Do this
Copy all of the data below word for word, omitting the pictures.

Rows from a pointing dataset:
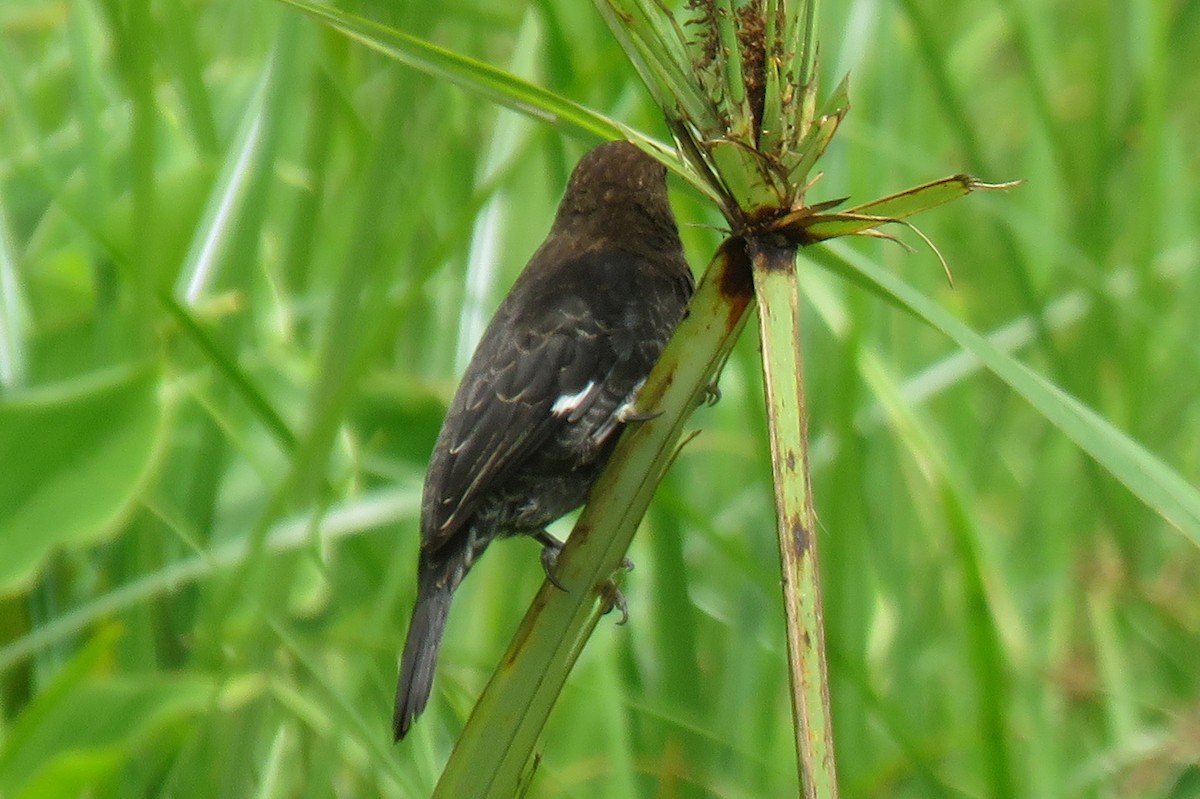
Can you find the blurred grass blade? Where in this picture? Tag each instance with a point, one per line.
(480, 78)
(1155, 482)
(498, 86)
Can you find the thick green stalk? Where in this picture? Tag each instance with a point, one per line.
(779, 326)
(503, 728)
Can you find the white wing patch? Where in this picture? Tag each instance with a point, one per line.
(569, 402)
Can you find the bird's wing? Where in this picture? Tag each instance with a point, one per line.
(531, 374)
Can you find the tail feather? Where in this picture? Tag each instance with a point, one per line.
(420, 658)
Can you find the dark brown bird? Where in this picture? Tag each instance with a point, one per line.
(553, 379)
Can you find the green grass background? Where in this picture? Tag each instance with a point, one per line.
(243, 262)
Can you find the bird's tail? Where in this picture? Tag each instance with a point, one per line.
(420, 658)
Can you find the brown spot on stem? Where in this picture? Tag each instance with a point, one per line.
(737, 281)
(799, 534)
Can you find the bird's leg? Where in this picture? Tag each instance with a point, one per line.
(615, 599)
(550, 550)
(712, 394)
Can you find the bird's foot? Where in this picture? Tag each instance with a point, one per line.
(612, 596)
(550, 550)
(613, 599)
(712, 394)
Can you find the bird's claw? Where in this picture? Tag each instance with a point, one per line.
(631, 413)
(615, 599)
(550, 550)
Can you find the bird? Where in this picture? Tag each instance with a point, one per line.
(551, 384)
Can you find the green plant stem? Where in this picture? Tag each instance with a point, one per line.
(779, 326)
(499, 737)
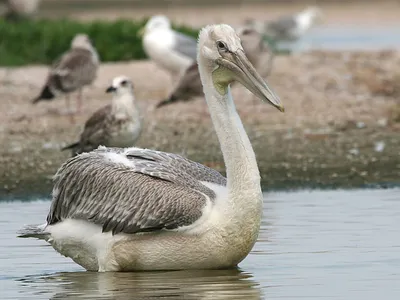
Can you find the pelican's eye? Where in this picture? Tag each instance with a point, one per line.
(222, 46)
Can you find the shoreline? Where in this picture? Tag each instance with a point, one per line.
(341, 128)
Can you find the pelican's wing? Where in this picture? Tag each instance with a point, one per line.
(73, 70)
(130, 190)
(185, 45)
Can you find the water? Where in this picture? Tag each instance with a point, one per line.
(319, 244)
(365, 38)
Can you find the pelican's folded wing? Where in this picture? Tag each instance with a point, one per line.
(129, 190)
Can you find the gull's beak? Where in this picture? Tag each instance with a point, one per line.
(110, 89)
(141, 31)
(243, 71)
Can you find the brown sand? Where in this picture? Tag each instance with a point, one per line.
(340, 108)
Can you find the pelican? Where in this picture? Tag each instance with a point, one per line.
(137, 209)
(115, 125)
(72, 71)
(258, 52)
(169, 49)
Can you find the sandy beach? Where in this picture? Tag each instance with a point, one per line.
(340, 129)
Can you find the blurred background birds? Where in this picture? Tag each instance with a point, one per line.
(71, 72)
(115, 125)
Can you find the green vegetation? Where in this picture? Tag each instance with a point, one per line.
(42, 41)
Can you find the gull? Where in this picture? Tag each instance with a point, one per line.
(169, 49)
(257, 50)
(288, 29)
(132, 209)
(72, 71)
(115, 125)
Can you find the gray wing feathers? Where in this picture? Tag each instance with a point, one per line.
(127, 191)
(185, 45)
(179, 163)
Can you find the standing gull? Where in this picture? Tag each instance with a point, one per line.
(138, 209)
(288, 29)
(115, 125)
(74, 70)
(169, 49)
(258, 52)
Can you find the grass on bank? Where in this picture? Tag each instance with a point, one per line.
(27, 41)
(42, 41)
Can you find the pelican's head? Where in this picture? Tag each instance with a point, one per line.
(154, 23)
(82, 40)
(221, 54)
(121, 85)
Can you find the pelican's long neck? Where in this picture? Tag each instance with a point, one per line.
(240, 161)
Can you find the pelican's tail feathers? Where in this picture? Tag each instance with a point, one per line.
(34, 231)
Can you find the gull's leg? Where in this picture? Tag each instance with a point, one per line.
(79, 101)
(67, 103)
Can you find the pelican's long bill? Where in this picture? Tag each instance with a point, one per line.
(244, 72)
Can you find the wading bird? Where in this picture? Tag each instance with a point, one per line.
(138, 209)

Written answer
Can you find the blurred grass blade? Where in this picture? Tag each instance with a point, one per line.
(480, 78)
(1155, 482)
(498, 86)
Can you find the thick green stalk? Where in this picture? Tag each instance with a point, one per line.
(779, 326)
(503, 728)
Can you find the white wing patch? Where in this picture? Tag each instance with a point, one per line.
(569, 402)
Can you find the bird's wing? Where in this picture? Tag each instance with a point, one per line.
(531, 374)
Can you find the tail feather? Where in this picture? Tag each instance with a point, one per line.
(420, 658)
Can you find the dark brown bird? Where in this picture? Tag each instance with a point, one per line.
(553, 379)
Can you find the green grass background? Where in this picture? Tag each instance with a point, one per line.
(243, 262)
Can you find the bird's tail? Where in this picture? Tag each instance with a point, one per line.
(420, 658)
Can you find the brown spot on stem? Where in this picture? Tag each instance with a point, one per line.
(737, 281)
(799, 534)
Can you find the bird's leg? Where in this picture? Tag each instance with a point, one per line.
(615, 599)
(550, 550)
(712, 394)
Can you find the bird's foot? Where in this picture? Tag each instance with a point, one per line.
(612, 596)
(550, 550)
(613, 599)
(712, 394)
Can you find the bird's claw? Where in this picture? Tag each instance with a point, one per line.
(631, 413)
(615, 599)
(550, 550)
Can you find the bird? Where in this picture? Tag each instance with a point, one per line.
(551, 384)
Can you find the green plant stem? Where in this picture? Tag each instance with a point, one per line.
(779, 326)
(499, 737)
Can you find the pelican's eye? Where in this picture? Tag each instance with a point, one per line.
(222, 46)
Can you find the shoreline? Where in this picture? Tag each instance with a point, one per line.
(341, 128)
Can you find the pelican's wing? Where in this picture? Tag each instance with a point, one per line.
(73, 70)
(130, 190)
(185, 45)
Can you find the water? Where in this picture? Tag each instance with a point, one per line.
(319, 244)
(365, 38)
Can you find the pelican's folded wing? Where in this picture? Tag each instance with a point, one per line.
(129, 190)
Can you find the gull's beak? Where in this picture? Tag each instance with a point, one per line.
(110, 89)
(141, 31)
(243, 71)
Can you find the brown sand? Where in this picture? Tag each instance with a point, one per line.
(340, 108)
Can you find the pelican? Where in this picture? Tag each instance with a point, one per line.
(137, 209)
(115, 125)
(72, 71)
(258, 52)
(169, 49)
Can you find the sandy beach? Where in this picture? Tag each instance with a point, one per line.
(340, 129)
Can you find the blurred background birds? Where in this picture? Tag each instance with a point, one per line.
(71, 72)
(115, 125)
Can you find the green vegetation? Where in this picture? Tag each instance with a point, one per line.
(42, 41)
Can you find the gull? Where in this picture? Tag each instance with a point, one per line.
(169, 49)
(257, 50)
(288, 29)
(132, 209)
(72, 71)
(115, 125)
Can you find the gray wing feathers? Where in this picture? Tag each instance with a point, one per line.
(127, 191)
(185, 45)
(179, 163)
Can you find the standing gull? Where in this picture? Tag each instance with a point, one per line.
(138, 209)
(288, 29)
(115, 125)
(74, 70)
(169, 49)
(258, 52)
Can you find the grass on bank? Where in this picture? Tag each instance with a point, one per line.
(27, 41)
(42, 41)
Can you find the pelican's head? Where in this picture? Tag each instance with a point, one per line.
(154, 23)
(82, 40)
(221, 54)
(121, 85)
Can you find the pelican's long neck? Where in this picture? Tag each instance with a point, one per line.
(240, 161)
Can you find the pelican's tail feathers? Where in this picture? Tag each instance with a point, one per line.
(34, 231)
Can you find the gull's leg? Where in this picture? Tag each instance with a point, one per line.
(79, 101)
(67, 103)
Can you find the pelican's long bill? Where in this picture? Tag each instance with a point, one per line.
(244, 72)
Can you find the wading bird? Where in this picture? Tag each instance with a point, one per line.
(138, 209)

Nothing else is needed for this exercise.